Work instruction: Where the line containing "When queried with" appears in the records below, begin there and repeat each line exactly through the final one, dropping all pictures.

--------------------------------

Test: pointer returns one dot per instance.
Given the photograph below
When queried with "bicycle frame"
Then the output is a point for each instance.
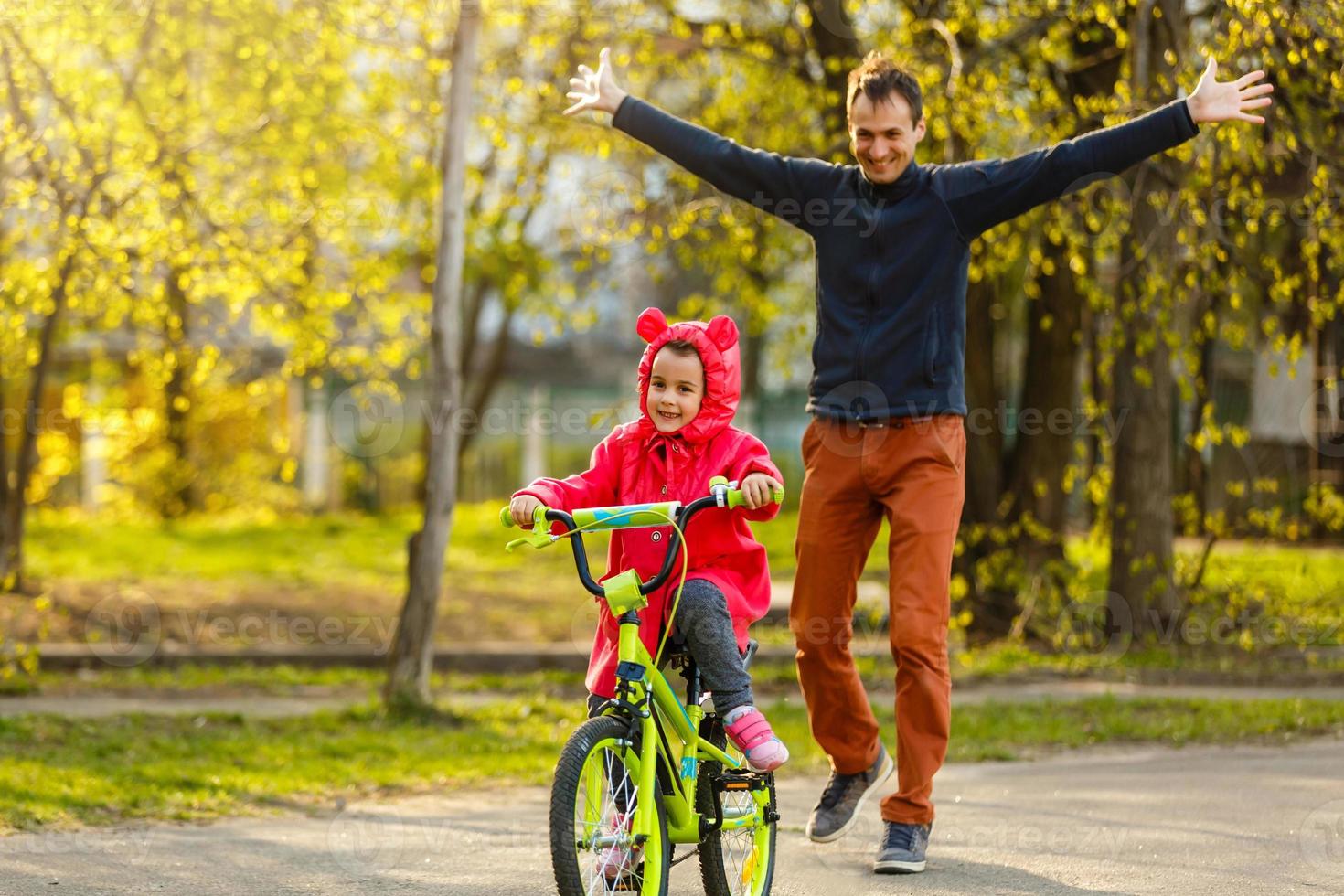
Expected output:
(644, 695)
(646, 687)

--------------------------------

Result:
When queried with "bicycle frame"
Then the output is a point for each instance.
Expected output:
(644, 695)
(646, 687)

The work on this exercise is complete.